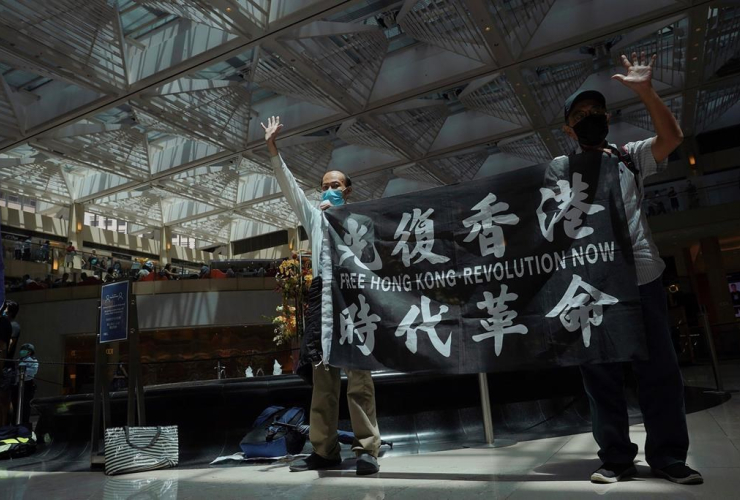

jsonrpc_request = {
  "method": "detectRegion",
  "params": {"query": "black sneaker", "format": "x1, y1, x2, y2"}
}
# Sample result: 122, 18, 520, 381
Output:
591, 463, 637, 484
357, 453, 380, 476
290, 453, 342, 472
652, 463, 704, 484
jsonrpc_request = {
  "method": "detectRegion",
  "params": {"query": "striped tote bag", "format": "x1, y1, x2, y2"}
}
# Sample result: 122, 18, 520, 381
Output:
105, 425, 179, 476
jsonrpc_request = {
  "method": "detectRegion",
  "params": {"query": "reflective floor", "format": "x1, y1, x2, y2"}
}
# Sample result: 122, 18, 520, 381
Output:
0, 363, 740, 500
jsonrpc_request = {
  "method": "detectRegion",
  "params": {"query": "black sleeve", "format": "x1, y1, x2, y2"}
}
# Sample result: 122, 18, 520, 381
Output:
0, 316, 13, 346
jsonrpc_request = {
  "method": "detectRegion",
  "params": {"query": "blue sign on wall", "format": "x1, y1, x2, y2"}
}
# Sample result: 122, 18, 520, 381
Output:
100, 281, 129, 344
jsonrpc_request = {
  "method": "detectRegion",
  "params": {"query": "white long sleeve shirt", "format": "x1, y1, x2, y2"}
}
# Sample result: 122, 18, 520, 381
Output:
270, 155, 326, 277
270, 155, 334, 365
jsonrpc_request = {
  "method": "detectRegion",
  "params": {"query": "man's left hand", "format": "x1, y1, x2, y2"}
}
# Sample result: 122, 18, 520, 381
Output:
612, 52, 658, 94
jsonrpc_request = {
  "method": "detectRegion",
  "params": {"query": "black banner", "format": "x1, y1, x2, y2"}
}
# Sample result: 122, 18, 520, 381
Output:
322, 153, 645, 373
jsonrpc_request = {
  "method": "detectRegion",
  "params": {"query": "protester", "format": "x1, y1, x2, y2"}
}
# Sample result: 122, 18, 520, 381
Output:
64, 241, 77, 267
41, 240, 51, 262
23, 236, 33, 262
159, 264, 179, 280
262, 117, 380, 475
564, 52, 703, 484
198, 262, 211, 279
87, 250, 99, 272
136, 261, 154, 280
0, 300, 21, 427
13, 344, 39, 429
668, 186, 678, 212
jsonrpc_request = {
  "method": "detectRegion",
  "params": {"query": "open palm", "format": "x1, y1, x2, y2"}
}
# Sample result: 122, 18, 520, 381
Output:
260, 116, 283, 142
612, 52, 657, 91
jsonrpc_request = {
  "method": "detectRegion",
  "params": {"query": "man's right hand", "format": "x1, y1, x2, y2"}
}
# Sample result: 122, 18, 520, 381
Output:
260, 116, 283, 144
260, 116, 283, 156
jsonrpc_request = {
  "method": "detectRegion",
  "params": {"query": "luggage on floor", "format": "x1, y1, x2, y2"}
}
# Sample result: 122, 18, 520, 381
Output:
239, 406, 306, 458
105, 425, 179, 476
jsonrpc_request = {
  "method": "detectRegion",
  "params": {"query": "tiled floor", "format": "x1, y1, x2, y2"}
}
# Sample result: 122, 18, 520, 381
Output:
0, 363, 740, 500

---

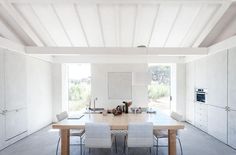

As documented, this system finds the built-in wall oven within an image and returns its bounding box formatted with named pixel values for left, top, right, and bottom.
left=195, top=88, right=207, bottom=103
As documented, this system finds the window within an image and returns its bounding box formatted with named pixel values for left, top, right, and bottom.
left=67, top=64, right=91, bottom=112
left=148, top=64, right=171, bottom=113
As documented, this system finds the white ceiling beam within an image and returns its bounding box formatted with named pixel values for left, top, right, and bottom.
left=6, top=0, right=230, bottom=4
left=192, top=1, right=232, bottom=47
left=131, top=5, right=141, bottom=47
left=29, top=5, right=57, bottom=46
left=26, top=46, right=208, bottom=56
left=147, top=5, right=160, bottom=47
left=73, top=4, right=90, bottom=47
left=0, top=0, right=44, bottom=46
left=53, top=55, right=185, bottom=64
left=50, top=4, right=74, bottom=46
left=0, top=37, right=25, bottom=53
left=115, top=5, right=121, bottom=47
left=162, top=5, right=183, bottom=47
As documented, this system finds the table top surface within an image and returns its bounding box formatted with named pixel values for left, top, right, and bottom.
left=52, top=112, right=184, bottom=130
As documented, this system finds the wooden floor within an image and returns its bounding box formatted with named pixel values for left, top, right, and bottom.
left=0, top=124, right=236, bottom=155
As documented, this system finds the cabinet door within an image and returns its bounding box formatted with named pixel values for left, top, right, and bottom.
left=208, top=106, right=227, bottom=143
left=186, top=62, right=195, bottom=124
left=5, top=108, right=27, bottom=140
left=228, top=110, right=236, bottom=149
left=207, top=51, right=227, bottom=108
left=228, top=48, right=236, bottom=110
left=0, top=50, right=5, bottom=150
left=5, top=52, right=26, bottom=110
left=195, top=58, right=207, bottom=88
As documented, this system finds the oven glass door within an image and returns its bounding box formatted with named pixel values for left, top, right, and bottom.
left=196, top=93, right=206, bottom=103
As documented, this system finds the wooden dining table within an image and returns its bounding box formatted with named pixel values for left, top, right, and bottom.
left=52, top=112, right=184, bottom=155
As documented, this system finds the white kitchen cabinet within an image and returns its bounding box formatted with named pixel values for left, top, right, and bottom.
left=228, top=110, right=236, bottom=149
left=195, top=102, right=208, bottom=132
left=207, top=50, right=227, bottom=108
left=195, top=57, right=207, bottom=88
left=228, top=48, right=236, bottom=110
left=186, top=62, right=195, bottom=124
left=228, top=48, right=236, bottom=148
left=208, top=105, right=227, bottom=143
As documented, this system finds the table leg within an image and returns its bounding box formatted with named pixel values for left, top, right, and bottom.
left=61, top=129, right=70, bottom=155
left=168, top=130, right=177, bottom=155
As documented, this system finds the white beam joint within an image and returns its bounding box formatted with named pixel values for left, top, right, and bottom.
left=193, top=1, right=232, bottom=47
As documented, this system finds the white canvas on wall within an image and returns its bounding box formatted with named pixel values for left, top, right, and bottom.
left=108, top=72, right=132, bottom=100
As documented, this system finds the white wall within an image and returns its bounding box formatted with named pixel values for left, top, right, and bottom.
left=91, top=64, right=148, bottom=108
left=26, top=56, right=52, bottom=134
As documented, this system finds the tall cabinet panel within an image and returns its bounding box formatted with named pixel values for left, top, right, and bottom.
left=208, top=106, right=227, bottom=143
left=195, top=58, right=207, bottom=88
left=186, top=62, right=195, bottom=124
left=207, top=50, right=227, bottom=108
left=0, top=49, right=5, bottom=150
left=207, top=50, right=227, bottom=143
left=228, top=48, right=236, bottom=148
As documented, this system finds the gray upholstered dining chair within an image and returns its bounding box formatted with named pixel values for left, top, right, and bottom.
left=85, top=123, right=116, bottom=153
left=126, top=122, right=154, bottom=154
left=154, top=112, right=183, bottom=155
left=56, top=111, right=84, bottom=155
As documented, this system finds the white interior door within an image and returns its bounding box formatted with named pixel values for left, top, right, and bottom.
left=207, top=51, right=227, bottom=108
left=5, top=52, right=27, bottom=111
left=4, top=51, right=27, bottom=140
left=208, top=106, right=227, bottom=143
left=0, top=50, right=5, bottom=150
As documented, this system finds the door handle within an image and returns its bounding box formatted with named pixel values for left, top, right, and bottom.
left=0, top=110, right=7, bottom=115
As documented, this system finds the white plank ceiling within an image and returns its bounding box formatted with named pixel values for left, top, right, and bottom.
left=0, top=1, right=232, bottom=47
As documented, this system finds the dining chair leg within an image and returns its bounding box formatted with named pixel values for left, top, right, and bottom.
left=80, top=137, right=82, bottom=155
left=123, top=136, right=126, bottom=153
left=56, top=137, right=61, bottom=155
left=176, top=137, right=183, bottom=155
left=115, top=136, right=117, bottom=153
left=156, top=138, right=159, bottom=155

* Objective
Copy the material word for word, from the line containing "As documented, this system finds the gray" through the line containing "left=156, top=138, right=159, bottom=155", both lines included.

* Result
As documented, this system finds the gray upholstered dining chair within an image and returns its bounding box formatted with named pixel values for left, top, right, and bottom.
left=85, top=123, right=116, bottom=153
left=126, top=122, right=154, bottom=154
left=154, top=112, right=183, bottom=155
left=56, top=111, right=84, bottom=155
As documented, this system finds the white interior door within an image and returns its bounding box formatted with named pixel values for left, top, right, and bottom.
left=207, top=51, right=227, bottom=108
left=5, top=52, right=27, bottom=111
left=4, top=51, right=27, bottom=140
left=208, top=106, right=227, bottom=143
left=0, top=50, right=5, bottom=150
As documented, this system finds the door handle within an image and returns its bounding box formatted with named pixel values for left, top, right, and bottom.
left=0, top=110, right=7, bottom=115
As documented, this system finds the white plank ceiling within an image and returns its bounding box formatted with named pixel values for left, top, right, and bottom.
left=0, top=1, right=232, bottom=47
As documented, this system finds the dining chair leg within an image and returns its bounding box formatted with named pixel values for left, top, right, and bottom.
left=80, top=137, right=82, bottom=155
left=123, top=136, right=126, bottom=153
left=56, top=137, right=61, bottom=155
left=176, top=137, right=183, bottom=155
left=115, top=136, right=117, bottom=153
left=156, top=138, right=159, bottom=155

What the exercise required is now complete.